Passage to read:
- - - - - - -

Plant compounds of this family, other than aromatic volatile oils and resins, include coumarins (e.g., umbelliferone), furo-coumarins, chromono-coumarins, terpenes and sesquiterpenes, triterpenoid saponins and acetylenic compounds. Alkaloids occur rarely in Apiaceae plants, although hemlock Conium maculatum L. contains the alkaloid coniine.4
We examine the important plant constituents called saponins, later in this chapter.
Mint family (Lamiaceae)
(Known as the mint or deadnettle family).
White deadnettle (Lamium album L.)
Catnip (Nepeta cataria L.)
This family is made up of herbs or shrubs, generally with square stems, often with glandular and aromatic trichomes (hair-like projections) on their surfaces. It includes plants such as mints, thymes and woundworts, all of which have a recognisable scent.5
Leaves are opposite, and usually simple. Opposite leaves occur when two leaves grow at the same position on the stem on opposite sides. Often the next pair of leaves will grow higher up the stem at right angles to the pair below, and so on up the stem towards the flower clusters.
The flowers of plants in this family are referred to as irregular or zygomorphic and are found on the stem in distinct lateral clusters or verticillasters. These often whorl around the stem, making a leafy spike known as a panicle.

- - - - - - -

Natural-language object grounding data

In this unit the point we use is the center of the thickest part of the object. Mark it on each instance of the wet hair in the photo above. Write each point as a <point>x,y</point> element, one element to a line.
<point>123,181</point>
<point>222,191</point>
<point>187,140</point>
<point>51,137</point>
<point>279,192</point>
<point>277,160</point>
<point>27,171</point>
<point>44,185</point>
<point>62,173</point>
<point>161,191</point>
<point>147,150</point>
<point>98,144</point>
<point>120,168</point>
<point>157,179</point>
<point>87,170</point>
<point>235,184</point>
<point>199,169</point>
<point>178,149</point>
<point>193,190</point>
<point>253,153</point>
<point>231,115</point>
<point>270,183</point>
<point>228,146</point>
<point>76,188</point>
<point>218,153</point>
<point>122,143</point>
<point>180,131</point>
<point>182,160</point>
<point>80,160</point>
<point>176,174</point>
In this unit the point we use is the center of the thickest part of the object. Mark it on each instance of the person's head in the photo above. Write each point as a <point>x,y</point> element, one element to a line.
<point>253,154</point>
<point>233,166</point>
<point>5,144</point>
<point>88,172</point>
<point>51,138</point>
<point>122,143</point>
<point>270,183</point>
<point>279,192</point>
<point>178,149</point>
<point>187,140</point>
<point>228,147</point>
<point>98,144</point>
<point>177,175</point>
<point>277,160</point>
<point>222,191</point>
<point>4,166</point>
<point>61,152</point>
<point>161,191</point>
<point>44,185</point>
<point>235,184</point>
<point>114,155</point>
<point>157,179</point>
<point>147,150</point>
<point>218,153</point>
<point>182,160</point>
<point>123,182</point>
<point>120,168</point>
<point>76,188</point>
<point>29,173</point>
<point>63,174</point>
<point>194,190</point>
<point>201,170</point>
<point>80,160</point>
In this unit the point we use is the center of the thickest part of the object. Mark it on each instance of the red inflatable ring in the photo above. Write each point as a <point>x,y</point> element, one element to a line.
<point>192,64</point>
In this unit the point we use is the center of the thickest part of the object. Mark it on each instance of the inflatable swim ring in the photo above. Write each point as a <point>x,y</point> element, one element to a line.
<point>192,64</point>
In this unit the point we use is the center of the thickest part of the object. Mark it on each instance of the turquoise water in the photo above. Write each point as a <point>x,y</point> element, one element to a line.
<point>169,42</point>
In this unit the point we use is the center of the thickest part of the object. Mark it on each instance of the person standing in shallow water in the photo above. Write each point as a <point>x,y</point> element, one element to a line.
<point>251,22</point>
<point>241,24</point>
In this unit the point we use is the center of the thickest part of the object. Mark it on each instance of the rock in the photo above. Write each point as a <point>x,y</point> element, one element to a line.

- - - - - - -

Questions:
1 > According to the plant-family passage, which alkaloid does hemlock contain?
2 > Continue the plant-family passage on the mint family from the point where it stops.
The listing isn't needed for anything here.

Answers per task:
1 > Coniine.

2 >
If you look at white dead nettle, Lamium album L. flowers or catnip, Nepeta cataria L. you will recognise the distinct shape of the flowers of this family.
Definition—Zygomorphic: Botanical adjective (of a flower) having only one plane of symmetry, as in a pea or snapdragon. Bilaterally symmetrical.
In botanical classification, flowers of the Lamiaceae family are described thus:
The calyx has five teeth, sometimes two-lipped. The corolla is two-lipped with a couple of exceptions, and the lower lip is three-lobed, the upper lip is two-lobed.3
This botanical ‘shorthand’ conveys a lot of information and can be difficult to follow at first. We can use books on wildflowers to help us identify plants, both by using the pictures and this botanical shorthand. It gets easier with practice.
There are over 3000 species of Lamiaceae worldwide, including many familiar aromatic medicinal herbs such as:
•Lemon balm, Melissa officinalis L.
•Basil, Ocimum basilicum L.
•Thyme, Thymus vulgaris L.
•Rosemary, Rosmarinus officinalis L.
•Lavender, Lavandula officinalis L.
•Motherwort, Leonurus cardiaca L.
•Sage, Salvia officinalis L.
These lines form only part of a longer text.